**Work request 1**
According to the research overview, how many years of research experience does Seif Gholampour have?
**Work request 2**
Repeat the research overview word for word, from "Meet Seif Gholampour" down to "of shunt failure.".

**Document segment**
┄┄┄┄┄┄┄┄┄┄┄┄┄┄┄┄┄┄┄┄

Hydrocephalus: Can intracranial compliance predict clinical oscillations?

This study aims to measure the long-term changes in intracranial compliance and recovery behavior of brain tissue in hydrocephalus patients after cerebrospinal fluid shunting. This investigation is trying to suggest a new definition for the concept of intracranial compliance noninvasively that can reflect the oscillatory behaviors, non-uniformities, and clinical variations of hydrocephalus patients during shunt treatment. This project has great potential to connect the clinical fluctuations of hydrocephalus patients with a quantitative index to open a window on clarifying the ambiguous points related to the mechanism and pathophysiology of hydrocephalus. The impact of this study can gain insight into the quantitative evaluation of material property and relaxation behavior of brain tissue and their relationships with diagnosis, prognosis, and management of hydrocephalus patients. This investigation will provide neurosurgeons with valuable data to help predict shunting outcomes as well as development of novel treatment of hydrocephalus patients.

Questions to solve when Blood, Brain, and Cerebrospinal fluid interact.

This study tries to understand the interaction of cerebral blood and cerebrospinal fluid with brain tissue to alleviate the pathophysiological ambiguities in cerebrospinal fluid dyscrasia. This work has good potential to help gain insight into the controversial and unknown points in the movement of cerebrospinal fluid and blood circulation and their close relationships with the interstitial fluid flow. This study will present a comprehensive and flexible framework to provide a robust and effective computational approach for understanding the physiological function of intracranial fluid dynamics. This investigation will provide key data to improve our understanding regarding brain fluids transport and their hydrodynamic changes. This project can help neurosurgeons prevent misdiagnoses due to clinical overlaps in cerebrospinal fluid disorders by using optimal parameters in brain fluids dynamics as the diagnostic indexes.

Skull base drilling: How coolants can reduce thermal and physical damage?

This project will study novel gas coolants to decrease the risk of thermal death in cells of the skull, blood coagulation, adjacent nerves injury, and micro-fractures during skull base drilling. This study will address the optimal operating variables that can lead to minimizing temperature, force, and torque during the drilling process to improve surgeries efficiency and prevent prolongation of treatment. This work evaluates the superiority and inferiority in skull base drilling to increase the safety of surgeries. This investigation has great potential to produce a guideline for neurosurgeons to control thermal and physical damage during skull base drilling/grinding improving the chances of successful surgery. The impact of this study may extend to the advanced navigation systems and robotic drilling to improve the performance of skull base surgeries.

Meet Seif Gholampour

Research Professional, MHFP

Dr. Seif Gholampour currently works for the Margaret Hackett Family Program in the Department of Neurological Surgery at the University of Chicago. He has more than 13 years of research experience in biomedical modeling of CNS, computational and experimental neuroscience, cerebral blood hemodynamics, CSF hydrodynamics, machine learning, brain morphology, brain biomechanics, image-based fluid-structure interaction/computational fluid dynamics/finite element analysis simulations in neuroscience, and neurosurgical drilling systems. Currently, he is working on changes in intracranial fluid dynamics and recovery behavior of brain tissue of hydrocephalus patients after shunting to improve shunt outcomes, as well as the development of machine learning models to predict the risk of shunt failure.

┄┄┄┄┄┄┄┄┄┄┄┄┄┄┄┄┄┄┄┄

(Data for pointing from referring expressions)
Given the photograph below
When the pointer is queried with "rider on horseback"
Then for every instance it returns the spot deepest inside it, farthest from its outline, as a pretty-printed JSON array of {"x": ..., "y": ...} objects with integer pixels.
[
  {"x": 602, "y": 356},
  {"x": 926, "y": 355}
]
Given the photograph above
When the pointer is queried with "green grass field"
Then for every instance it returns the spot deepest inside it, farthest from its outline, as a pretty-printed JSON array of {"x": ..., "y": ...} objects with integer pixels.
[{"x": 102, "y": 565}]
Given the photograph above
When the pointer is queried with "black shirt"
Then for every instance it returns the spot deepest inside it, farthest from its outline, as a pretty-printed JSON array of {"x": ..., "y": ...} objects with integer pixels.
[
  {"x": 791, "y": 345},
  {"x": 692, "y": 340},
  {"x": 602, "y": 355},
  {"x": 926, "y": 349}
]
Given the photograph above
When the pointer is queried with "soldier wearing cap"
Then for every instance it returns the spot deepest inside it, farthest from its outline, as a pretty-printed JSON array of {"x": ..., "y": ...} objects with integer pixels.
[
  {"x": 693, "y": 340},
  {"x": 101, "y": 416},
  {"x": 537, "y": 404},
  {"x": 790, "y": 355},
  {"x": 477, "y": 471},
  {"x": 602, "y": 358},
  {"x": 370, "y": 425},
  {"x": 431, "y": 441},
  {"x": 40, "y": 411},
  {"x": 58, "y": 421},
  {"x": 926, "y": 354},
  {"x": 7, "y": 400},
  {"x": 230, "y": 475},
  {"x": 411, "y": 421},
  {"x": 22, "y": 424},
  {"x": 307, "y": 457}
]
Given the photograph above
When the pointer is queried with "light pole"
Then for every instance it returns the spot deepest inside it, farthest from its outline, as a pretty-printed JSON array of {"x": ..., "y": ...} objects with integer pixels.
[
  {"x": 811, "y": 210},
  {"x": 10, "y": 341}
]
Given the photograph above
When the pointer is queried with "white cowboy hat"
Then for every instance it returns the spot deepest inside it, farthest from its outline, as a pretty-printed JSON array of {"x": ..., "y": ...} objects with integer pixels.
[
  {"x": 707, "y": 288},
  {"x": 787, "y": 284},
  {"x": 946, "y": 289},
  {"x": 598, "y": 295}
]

┄┄┄┄┄┄┄┄┄┄┄┄┄┄┄┄┄┄┄┄

**Answer 1**
More than 13 years.

**Answer 2**
Meet Seif Gholampour

Research Professional, MHFP

Dr. Seif Gholampour currently works for the Margaret Hackett Family Program in the Department of Neurological Surgery at the University of Chicago. He has more than 13 years of research experience in biomedical modeling of CNS, computational and experimental neuroscience, cerebral blood hemodynamics, CSF hydrodynamics, machine learning, brain morphology, brain biomechanics, image-based fluid-structure interaction/computational fluid dynamics/finite element analysis simulations in neuroscience, and neurosurgical drilling systems. Currently, he is working on changes in intracranial fluid dynamics and recovery behavior of brain tissue of hydrocephalus patients after shunting to improve shunt outcomes, as well as the development of machine learning models to predict the risk of shunt failure.